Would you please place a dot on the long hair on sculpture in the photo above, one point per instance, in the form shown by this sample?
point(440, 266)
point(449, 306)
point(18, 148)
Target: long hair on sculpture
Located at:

_Exercise details_
Could you copy every line of the entries above word for word?

_Completed exercise_
Would you please place a dot on the long hair on sculpture in the photo above, one point per instance, in the form shown by this sample?
point(440, 266)
point(449, 306)
point(18, 148)
Target: long hair on sculpture
Located at:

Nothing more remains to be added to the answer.